◆ Task prompt
Could you format every line of the items below as a JSON list of strings, one string per line, leaving out blank lines?

* BEGIN *

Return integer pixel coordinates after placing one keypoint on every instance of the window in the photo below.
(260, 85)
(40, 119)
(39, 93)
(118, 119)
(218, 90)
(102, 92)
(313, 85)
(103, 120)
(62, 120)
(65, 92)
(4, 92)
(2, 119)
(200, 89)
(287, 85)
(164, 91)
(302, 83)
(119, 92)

* END *

◆ Final answer
[
  "Return integer pixel coordinates after placing one keypoint on every instance of the window in the photo below.",
  "(260, 85)",
  "(40, 119)",
  "(39, 93)",
  "(118, 119)",
  "(218, 90)",
  "(102, 92)",
  "(313, 85)",
  "(103, 120)",
  "(62, 120)",
  "(65, 92)",
  "(4, 92)",
  "(2, 119)",
  "(200, 89)",
  "(287, 85)",
  "(164, 91)",
  "(302, 83)",
  "(119, 92)"
]